─── RECORD EXCERPTS

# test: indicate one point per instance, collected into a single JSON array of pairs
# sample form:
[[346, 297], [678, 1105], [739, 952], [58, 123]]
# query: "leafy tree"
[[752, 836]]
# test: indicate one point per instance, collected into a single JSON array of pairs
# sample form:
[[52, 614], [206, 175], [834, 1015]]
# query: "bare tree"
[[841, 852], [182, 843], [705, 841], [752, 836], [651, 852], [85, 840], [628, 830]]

──────
─── RECORD EXCERPTS

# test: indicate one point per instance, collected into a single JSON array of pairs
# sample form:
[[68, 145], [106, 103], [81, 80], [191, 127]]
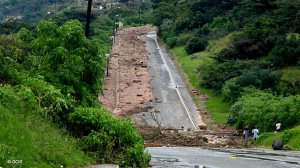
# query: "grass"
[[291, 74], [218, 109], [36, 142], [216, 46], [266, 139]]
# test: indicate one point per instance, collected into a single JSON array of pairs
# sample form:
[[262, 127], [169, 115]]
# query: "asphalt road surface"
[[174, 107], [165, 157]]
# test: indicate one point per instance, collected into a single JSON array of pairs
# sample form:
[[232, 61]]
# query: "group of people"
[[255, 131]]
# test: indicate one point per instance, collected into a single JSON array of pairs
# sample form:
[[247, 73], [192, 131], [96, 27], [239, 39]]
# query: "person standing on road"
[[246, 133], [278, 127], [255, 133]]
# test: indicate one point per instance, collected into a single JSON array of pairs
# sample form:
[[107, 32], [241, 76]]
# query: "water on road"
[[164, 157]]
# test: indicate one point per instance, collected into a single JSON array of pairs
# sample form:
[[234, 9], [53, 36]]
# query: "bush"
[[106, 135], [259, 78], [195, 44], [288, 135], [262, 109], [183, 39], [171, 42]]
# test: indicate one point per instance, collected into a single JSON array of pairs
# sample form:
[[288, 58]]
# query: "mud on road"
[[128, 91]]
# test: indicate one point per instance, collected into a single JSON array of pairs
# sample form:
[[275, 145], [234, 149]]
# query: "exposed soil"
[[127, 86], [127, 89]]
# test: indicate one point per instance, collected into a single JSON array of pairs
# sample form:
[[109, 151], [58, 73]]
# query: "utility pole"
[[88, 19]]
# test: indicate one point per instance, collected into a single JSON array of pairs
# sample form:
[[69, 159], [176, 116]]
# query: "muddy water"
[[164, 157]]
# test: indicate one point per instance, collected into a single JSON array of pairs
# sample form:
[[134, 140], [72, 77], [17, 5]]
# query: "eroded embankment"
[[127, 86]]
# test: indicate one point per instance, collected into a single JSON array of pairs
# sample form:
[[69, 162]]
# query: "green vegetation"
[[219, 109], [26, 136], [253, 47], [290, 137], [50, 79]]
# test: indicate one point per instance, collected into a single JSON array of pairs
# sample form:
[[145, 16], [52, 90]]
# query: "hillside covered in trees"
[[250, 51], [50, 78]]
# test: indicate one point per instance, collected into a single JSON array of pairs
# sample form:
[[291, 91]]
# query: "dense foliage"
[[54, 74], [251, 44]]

──────
─── RECORD EXCERPTS

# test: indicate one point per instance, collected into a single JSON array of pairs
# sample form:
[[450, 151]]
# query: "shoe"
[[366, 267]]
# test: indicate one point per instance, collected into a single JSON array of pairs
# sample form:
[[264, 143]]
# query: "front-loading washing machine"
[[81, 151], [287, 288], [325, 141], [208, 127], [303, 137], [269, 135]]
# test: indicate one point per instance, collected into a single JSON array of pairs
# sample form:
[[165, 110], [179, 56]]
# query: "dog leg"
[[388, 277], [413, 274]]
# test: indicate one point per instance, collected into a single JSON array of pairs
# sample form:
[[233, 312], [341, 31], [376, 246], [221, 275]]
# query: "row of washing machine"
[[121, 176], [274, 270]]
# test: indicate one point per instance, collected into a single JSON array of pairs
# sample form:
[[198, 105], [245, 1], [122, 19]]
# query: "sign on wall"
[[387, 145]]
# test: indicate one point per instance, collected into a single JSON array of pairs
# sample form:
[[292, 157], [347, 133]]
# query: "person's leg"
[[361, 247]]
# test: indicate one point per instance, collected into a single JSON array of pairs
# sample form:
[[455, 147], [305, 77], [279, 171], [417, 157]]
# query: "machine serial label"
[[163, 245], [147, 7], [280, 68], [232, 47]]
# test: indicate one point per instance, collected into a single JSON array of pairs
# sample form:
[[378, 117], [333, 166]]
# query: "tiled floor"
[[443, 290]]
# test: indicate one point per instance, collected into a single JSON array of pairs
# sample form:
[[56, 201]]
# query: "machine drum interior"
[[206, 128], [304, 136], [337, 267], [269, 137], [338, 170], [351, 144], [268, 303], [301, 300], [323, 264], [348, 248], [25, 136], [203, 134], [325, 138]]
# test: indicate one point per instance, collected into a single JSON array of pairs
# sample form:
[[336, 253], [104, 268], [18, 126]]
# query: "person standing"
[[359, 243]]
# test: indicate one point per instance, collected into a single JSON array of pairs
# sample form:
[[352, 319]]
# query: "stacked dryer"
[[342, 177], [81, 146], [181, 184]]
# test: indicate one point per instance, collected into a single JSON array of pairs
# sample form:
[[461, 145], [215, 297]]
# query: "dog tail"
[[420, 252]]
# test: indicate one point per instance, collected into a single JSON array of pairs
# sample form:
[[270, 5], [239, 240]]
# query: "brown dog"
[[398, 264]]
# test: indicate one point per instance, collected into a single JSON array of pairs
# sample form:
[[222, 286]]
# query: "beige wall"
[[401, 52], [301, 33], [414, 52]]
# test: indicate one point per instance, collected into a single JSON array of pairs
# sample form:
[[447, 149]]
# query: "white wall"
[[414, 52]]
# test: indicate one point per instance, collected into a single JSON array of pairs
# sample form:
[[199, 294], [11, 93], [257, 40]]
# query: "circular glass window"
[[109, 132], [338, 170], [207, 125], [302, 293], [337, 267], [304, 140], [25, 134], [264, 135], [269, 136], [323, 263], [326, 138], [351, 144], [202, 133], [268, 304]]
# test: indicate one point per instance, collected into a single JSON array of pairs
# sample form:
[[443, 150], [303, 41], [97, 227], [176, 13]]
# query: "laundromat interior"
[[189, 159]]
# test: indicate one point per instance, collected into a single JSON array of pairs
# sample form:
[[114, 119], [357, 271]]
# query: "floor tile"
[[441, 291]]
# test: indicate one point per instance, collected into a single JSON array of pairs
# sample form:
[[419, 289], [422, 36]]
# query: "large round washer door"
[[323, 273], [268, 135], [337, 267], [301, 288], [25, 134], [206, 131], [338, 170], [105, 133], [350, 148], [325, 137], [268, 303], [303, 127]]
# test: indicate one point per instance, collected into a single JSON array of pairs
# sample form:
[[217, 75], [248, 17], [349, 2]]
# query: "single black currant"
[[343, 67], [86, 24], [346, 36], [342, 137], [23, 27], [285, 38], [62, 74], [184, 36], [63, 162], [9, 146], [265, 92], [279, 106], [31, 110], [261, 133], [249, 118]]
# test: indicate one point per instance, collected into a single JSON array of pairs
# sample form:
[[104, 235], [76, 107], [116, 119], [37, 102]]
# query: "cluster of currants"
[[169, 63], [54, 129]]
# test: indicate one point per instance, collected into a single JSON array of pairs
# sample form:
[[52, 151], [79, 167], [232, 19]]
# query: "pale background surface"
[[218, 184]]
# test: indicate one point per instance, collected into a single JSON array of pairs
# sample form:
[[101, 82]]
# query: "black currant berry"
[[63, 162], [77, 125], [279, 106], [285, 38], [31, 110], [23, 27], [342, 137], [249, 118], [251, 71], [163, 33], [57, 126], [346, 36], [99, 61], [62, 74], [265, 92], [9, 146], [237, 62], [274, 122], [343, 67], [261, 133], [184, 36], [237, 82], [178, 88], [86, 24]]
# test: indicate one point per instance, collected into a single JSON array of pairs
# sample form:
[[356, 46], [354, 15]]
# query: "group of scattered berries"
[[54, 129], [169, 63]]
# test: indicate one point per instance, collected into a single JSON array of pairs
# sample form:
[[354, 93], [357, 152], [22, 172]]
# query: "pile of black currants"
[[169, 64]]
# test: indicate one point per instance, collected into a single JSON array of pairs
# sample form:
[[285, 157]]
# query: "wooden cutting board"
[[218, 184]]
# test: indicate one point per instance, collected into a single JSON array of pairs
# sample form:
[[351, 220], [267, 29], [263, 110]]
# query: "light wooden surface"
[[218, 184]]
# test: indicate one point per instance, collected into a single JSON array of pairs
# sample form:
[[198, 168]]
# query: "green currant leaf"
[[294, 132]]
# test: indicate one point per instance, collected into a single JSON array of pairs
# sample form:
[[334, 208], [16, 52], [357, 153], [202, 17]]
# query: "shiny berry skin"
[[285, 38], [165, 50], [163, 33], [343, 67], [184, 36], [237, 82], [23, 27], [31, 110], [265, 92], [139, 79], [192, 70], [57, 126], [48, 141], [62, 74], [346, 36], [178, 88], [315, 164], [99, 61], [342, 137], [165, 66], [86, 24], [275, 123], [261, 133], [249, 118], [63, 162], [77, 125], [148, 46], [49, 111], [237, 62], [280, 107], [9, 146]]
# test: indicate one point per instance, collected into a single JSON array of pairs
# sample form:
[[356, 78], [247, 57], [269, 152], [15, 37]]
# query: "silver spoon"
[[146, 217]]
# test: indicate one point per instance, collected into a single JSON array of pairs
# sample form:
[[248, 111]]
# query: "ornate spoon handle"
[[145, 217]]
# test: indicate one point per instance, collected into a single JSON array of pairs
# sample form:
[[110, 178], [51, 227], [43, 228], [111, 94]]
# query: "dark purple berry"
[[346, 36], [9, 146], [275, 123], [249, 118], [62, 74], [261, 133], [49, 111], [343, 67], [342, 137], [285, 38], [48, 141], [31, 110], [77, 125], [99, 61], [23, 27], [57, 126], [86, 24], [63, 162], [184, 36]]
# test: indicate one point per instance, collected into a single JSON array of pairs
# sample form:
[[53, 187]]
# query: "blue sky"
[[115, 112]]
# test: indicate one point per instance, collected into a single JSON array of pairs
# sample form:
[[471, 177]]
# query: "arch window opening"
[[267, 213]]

──────

● WRITTEN REQUEST: Please list each line of the material above that contains the string "standing", copying every such line in full.

● RESPONSE:
# query: "person standing on road"
# query: "person standing"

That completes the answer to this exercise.